Dataset records

*** Block opens ***

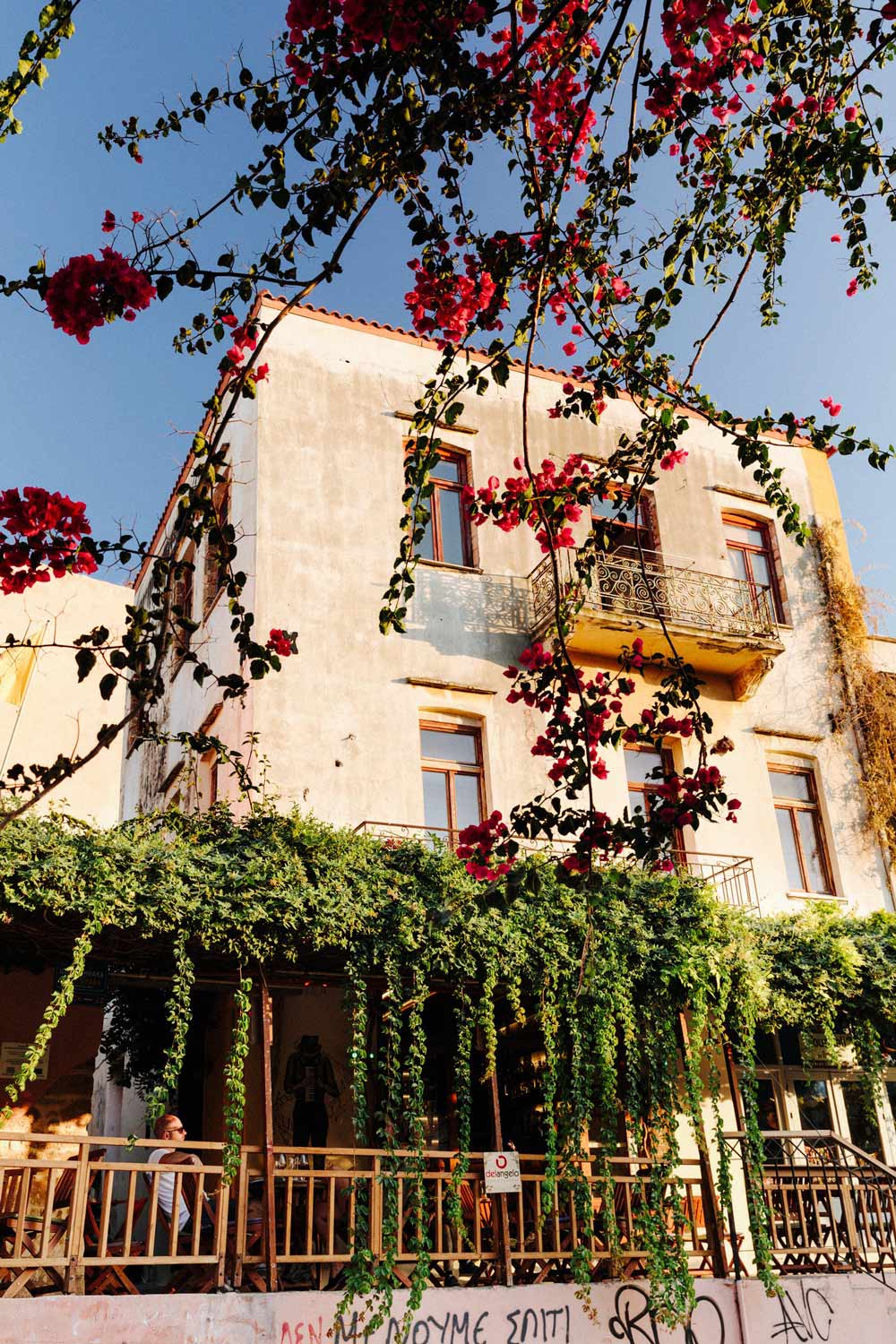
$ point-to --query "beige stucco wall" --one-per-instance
(185, 706)
(340, 725)
(58, 712)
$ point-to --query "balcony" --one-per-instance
(731, 875)
(720, 624)
(88, 1215)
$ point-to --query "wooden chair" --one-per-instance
(115, 1279)
(34, 1234)
(195, 1279)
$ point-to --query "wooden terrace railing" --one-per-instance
(88, 1215)
(731, 875)
(85, 1215)
(831, 1206)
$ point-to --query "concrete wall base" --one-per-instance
(823, 1309)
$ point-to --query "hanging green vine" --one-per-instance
(236, 1080)
(54, 1013)
(603, 965)
(177, 1011)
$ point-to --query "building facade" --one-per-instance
(45, 711)
(411, 734)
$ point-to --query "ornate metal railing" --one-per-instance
(91, 1215)
(829, 1204)
(625, 585)
(731, 875)
(397, 832)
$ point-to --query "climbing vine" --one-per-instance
(869, 704)
(606, 964)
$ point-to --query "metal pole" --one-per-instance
(503, 1228)
(268, 1094)
(715, 1236)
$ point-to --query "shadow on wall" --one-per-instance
(484, 616)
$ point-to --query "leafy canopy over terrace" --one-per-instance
(606, 972)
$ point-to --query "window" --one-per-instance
(452, 777)
(799, 828)
(642, 784)
(182, 602)
(863, 1132)
(753, 558)
(207, 781)
(622, 532)
(215, 572)
(447, 535)
(813, 1104)
(137, 725)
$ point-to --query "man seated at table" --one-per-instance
(169, 1129)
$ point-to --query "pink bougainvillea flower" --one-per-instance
(281, 642)
(40, 535)
(88, 292)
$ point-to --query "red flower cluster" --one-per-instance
(42, 535)
(728, 47)
(478, 843)
(560, 118)
(557, 494)
(281, 642)
(672, 459)
(689, 795)
(402, 23)
(88, 292)
(444, 301)
(245, 339)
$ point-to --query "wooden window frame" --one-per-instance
(210, 758)
(648, 789)
(770, 550)
(137, 725)
(643, 519)
(432, 765)
(462, 459)
(185, 596)
(813, 806)
(215, 564)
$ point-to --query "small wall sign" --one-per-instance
(503, 1174)
(11, 1055)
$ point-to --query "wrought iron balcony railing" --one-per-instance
(731, 875)
(622, 583)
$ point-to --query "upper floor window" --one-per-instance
(799, 827)
(630, 531)
(447, 535)
(182, 604)
(215, 570)
(642, 784)
(753, 556)
(452, 793)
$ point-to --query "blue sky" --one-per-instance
(108, 422)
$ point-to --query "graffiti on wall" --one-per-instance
(802, 1314)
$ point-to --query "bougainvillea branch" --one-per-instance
(728, 112)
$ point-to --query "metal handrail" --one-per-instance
(731, 874)
(624, 583)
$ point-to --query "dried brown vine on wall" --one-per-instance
(869, 695)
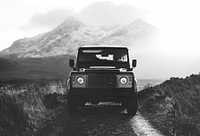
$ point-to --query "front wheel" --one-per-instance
(132, 105)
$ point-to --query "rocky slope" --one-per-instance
(72, 33)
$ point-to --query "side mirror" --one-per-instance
(71, 63)
(134, 63)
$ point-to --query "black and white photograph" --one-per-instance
(99, 68)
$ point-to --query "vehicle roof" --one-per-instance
(103, 46)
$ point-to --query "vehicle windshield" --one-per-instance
(103, 57)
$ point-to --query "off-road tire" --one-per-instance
(132, 105)
(72, 105)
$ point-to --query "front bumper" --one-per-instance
(114, 92)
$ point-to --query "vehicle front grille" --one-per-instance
(101, 80)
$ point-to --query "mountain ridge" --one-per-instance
(71, 34)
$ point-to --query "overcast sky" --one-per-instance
(179, 21)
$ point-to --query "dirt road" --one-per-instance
(104, 119)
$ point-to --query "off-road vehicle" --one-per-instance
(102, 73)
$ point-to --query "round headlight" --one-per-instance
(123, 80)
(80, 80)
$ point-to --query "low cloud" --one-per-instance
(99, 13)
(48, 20)
(106, 13)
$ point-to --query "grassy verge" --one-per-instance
(173, 106)
(25, 107)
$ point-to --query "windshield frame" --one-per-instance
(116, 64)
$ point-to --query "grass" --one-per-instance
(173, 106)
(24, 106)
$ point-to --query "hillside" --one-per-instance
(72, 33)
(55, 67)
(174, 105)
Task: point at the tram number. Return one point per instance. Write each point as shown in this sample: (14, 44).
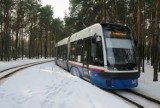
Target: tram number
(134, 81)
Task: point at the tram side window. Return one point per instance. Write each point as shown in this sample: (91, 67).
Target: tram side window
(58, 52)
(65, 52)
(76, 51)
(79, 51)
(97, 53)
(72, 51)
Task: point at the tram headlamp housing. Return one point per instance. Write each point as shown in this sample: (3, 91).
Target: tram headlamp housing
(112, 68)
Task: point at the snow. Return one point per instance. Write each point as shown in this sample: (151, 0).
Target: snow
(49, 86)
(146, 85)
(5, 65)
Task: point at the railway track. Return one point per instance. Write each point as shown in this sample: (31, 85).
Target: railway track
(10, 71)
(137, 99)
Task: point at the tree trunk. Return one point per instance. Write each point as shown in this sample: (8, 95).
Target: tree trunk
(156, 58)
(139, 36)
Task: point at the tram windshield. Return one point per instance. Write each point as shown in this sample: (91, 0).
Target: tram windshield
(120, 50)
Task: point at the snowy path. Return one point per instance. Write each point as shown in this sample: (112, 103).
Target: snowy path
(48, 86)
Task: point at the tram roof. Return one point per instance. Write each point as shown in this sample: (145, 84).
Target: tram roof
(87, 32)
(62, 42)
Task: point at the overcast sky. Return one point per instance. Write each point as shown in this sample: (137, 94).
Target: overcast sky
(59, 6)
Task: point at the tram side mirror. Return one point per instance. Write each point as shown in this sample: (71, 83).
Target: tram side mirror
(96, 38)
(135, 42)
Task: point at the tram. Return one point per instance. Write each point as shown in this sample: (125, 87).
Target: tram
(103, 54)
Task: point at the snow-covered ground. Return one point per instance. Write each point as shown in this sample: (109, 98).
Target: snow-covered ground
(146, 85)
(48, 86)
(10, 64)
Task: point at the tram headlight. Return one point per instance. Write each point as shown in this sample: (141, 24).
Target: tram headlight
(112, 68)
(135, 68)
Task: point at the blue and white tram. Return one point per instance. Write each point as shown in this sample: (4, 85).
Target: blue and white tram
(103, 54)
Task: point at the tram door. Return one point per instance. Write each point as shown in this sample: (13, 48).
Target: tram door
(86, 53)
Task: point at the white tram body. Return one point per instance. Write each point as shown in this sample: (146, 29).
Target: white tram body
(102, 54)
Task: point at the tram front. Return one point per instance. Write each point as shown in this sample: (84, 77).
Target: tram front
(121, 66)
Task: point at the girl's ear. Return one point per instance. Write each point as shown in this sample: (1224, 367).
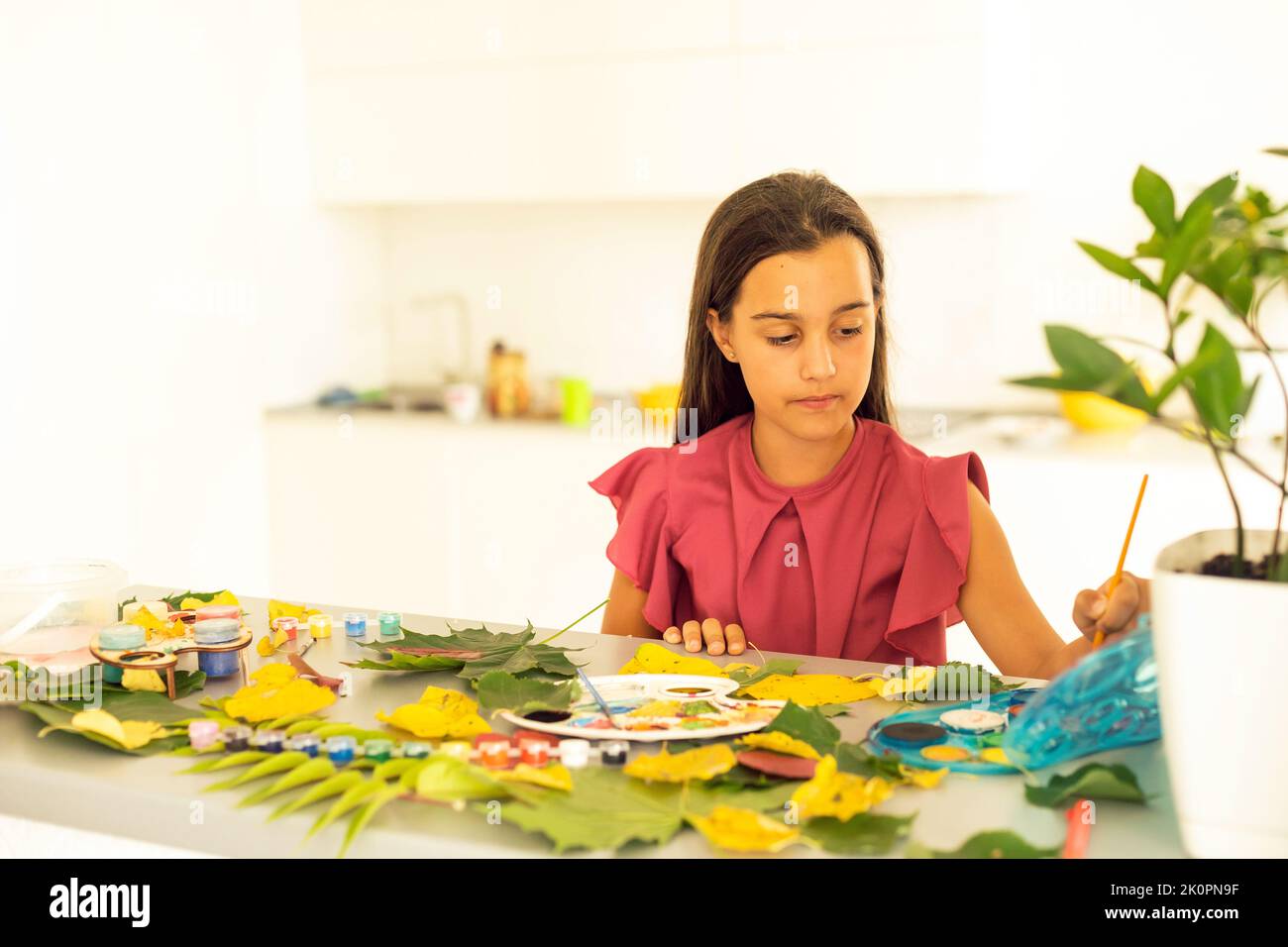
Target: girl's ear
(719, 331)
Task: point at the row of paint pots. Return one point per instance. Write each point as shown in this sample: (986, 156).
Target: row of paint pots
(490, 750)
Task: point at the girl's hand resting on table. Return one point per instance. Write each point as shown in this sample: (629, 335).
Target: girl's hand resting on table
(717, 638)
(1115, 615)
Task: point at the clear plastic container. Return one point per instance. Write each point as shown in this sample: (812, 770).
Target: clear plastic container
(51, 611)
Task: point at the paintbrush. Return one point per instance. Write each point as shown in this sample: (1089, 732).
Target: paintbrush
(599, 699)
(1122, 558)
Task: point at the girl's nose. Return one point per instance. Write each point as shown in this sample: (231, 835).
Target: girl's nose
(816, 364)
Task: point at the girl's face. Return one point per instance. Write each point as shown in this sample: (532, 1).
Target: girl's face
(803, 330)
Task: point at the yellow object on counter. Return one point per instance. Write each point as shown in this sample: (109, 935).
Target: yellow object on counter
(1095, 412)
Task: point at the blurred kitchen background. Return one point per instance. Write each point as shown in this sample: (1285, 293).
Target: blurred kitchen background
(249, 253)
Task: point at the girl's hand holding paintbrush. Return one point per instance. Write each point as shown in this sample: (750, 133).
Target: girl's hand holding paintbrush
(1112, 611)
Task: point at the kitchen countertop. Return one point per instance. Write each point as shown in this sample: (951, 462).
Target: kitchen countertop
(69, 781)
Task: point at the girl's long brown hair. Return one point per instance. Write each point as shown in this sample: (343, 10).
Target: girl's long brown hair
(790, 211)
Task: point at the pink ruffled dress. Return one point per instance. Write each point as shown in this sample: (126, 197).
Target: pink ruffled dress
(864, 564)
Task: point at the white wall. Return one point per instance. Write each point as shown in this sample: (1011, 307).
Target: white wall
(163, 275)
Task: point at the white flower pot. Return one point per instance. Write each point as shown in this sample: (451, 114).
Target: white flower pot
(1222, 647)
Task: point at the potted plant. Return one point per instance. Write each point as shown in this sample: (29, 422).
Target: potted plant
(1220, 596)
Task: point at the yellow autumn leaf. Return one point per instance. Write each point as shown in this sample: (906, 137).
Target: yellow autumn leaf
(657, 709)
(142, 680)
(150, 622)
(811, 689)
(743, 830)
(703, 763)
(554, 776)
(223, 598)
(277, 693)
(922, 779)
(914, 680)
(781, 742)
(128, 733)
(653, 659)
(840, 795)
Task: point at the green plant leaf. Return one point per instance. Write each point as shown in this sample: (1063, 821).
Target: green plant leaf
(995, 844)
(1218, 381)
(746, 677)
(275, 763)
(1185, 247)
(863, 834)
(1093, 781)
(1120, 265)
(502, 690)
(335, 787)
(237, 759)
(807, 724)
(365, 813)
(473, 651)
(1154, 196)
(851, 758)
(307, 772)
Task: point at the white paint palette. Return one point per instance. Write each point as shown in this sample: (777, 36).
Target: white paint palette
(653, 707)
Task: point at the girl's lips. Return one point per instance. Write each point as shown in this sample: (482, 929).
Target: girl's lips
(818, 403)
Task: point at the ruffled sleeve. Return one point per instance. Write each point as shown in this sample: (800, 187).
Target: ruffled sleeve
(638, 486)
(934, 571)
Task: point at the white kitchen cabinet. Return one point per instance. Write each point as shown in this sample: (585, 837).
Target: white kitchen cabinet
(426, 102)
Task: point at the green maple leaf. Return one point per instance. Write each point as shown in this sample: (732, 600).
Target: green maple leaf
(992, 844)
(473, 651)
(863, 834)
(1093, 781)
(502, 690)
(606, 809)
(807, 724)
(746, 677)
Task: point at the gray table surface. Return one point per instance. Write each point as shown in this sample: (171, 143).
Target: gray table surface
(68, 781)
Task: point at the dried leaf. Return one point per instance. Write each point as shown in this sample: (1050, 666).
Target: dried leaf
(838, 795)
(811, 689)
(702, 763)
(743, 830)
(657, 659)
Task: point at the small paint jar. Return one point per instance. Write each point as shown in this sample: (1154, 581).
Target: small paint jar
(535, 750)
(288, 625)
(207, 612)
(120, 638)
(575, 754)
(377, 750)
(456, 749)
(342, 750)
(493, 750)
(218, 664)
(304, 742)
(390, 624)
(202, 733)
(268, 741)
(320, 626)
(237, 737)
(160, 609)
(613, 753)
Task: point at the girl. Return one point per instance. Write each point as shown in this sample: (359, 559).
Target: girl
(799, 519)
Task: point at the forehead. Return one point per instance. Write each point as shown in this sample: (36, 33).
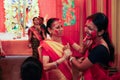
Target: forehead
(57, 22)
(90, 24)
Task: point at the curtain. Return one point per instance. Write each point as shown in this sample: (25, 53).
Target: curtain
(2, 17)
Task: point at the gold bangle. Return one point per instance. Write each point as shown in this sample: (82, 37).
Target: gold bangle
(56, 64)
(71, 58)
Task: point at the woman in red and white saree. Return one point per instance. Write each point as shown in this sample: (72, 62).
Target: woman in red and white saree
(54, 58)
(35, 35)
(100, 54)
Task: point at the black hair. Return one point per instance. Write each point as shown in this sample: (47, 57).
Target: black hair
(34, 18)
(31, 69)
(49, 23)
(101, 22)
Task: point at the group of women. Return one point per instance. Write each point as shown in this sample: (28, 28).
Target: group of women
(56, 55)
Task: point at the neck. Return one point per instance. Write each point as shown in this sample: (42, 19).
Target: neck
(98, 40)
(56, 38)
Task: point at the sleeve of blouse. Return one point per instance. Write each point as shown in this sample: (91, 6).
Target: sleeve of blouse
(71, 42)
(98, 54)
(44, 52)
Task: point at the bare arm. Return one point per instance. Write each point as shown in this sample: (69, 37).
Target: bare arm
(51, 65)
(84, 65)
(82, 49)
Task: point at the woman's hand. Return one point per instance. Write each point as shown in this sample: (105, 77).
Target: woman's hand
(67, 51)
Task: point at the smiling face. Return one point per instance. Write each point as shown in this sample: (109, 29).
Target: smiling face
(56, 28)
(35, 21)
(91, 30)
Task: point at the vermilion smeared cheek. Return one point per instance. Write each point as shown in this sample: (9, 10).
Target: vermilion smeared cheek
(93, 34)
(56, 31)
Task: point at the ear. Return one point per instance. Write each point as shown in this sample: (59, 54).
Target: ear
(100, 33)
(49, 30)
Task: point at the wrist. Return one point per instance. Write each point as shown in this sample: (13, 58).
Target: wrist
(56, 63)
(71, 58)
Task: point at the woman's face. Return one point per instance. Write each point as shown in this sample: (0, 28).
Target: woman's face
(57, 29)
(90, 29)
(36, 21)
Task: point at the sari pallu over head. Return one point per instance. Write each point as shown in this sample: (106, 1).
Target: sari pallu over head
(35, 32)
(55, 51)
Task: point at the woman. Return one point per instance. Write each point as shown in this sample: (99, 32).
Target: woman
(2, 53)
(55, 59)
(101, 53)
(35, 35)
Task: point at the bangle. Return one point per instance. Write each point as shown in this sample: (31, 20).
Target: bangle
(56, 64)
(71, 58)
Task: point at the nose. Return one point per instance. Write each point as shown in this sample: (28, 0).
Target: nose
(85, 29)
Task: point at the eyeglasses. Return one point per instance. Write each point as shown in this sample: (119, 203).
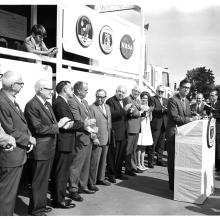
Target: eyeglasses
(100, 97)
(185, 87)
(49, 89)
(19, 83)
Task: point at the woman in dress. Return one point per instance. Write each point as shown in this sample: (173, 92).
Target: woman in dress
(145, 136)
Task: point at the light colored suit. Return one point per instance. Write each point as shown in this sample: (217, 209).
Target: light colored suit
(99, 153)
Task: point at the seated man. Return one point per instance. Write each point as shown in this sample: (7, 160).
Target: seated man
(35, 44)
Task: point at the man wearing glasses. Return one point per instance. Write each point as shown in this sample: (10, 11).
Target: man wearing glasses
(101, 112)
(44, 127)
(12, 155)
(179, 113)
(158, 126)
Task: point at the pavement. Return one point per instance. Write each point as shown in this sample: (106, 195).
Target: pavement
(145, 194)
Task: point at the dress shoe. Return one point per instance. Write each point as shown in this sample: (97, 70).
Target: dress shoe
(150, 165)
(161, 163)
(112, 179)
(66, 204)
(103, 182)
(86, 191)
(121, 177)
(47, 209)
(130, 173)
(94, 188)
(40, 213)
(75, 196)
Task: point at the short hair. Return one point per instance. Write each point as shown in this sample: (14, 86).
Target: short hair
(101, 90)
(61, 85)
(9, 77)
(184, 81)
(41, 83)
(144, 93)
(39, 29)
(78, 86)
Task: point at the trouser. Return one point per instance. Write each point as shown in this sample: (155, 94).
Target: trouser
(98, 164)
(9, 183)
(171, 159)
(130, 157)
(158, 145)
(41, 173)
(79, 168)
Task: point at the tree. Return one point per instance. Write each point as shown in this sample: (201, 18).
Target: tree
(202, 80)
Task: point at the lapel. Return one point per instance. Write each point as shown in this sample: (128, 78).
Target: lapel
(100, 110)
(20, 113)
(51, 116)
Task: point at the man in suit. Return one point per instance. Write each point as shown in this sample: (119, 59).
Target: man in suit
(65, 145)
(101, 112)
(158, 126)
(12, 156)
(79, 169)
(44, 127)
(214, 111)
(116, 151)
(199, 108)
(179, 113)
(133, 129)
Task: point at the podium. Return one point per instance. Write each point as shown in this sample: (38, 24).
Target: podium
(194, 161)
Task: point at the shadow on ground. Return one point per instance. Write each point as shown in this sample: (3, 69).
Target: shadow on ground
(149, 185)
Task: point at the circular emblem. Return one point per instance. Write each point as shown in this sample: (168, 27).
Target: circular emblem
(84, 31)
(126, 46)
(211, 132)
(105, 39)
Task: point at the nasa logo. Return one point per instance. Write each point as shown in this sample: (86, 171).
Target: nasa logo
(84, 31)
(126, 46)
(106, 39)
(211, 132)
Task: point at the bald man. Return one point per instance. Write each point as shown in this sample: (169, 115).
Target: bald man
(44, 127)
(12, 157)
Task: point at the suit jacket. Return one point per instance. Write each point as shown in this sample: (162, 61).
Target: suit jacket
(4, 138)
(201, 111)
(215, 114)
(177, 116)
(159, 117)
(14, 124)
(103, 122)
(44, 128)
(80, 113)
(119, 118)
(66, 138)
(134, 119)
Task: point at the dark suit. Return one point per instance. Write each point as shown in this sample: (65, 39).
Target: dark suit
(119, 127)
(201, 109)
(65, 145)
(99, 153)
(133, 130)
(216, 114)
(11, 163)
(158, 127)
(79, 169)
(177, 116)
(44, 128)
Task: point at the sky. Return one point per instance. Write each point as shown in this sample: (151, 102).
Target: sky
(183, 35)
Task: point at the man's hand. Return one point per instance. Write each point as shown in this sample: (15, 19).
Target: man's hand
(32, 141)
(89, 122)
(63, 122)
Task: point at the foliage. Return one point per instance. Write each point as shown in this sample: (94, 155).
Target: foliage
(202, 80)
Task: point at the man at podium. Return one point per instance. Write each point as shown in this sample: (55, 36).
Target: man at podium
(179, 113)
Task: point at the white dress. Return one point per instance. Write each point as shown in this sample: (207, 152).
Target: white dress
(145, 136)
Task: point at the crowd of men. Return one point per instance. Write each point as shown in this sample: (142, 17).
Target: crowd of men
(75, 147)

*** Block closes ***

What to do
Copy out the range of lines above starting at the line with "Task: point at the tram side window." and ending at the line with "Task: point at the tram headlamp", exactly and including both.

Answer space
Task: point at the tram side window. Return one point per instance. Write each point as shown in this sample: (91, 67).
Target: tram side window
(58, 52)
(65, 52)
(76, 51)
(79, 51)
(97, 53)
(72, 51)
Task: point at the tram headlamp housing. Return one point per instance. Write each point as shown in this sample: (3, 91).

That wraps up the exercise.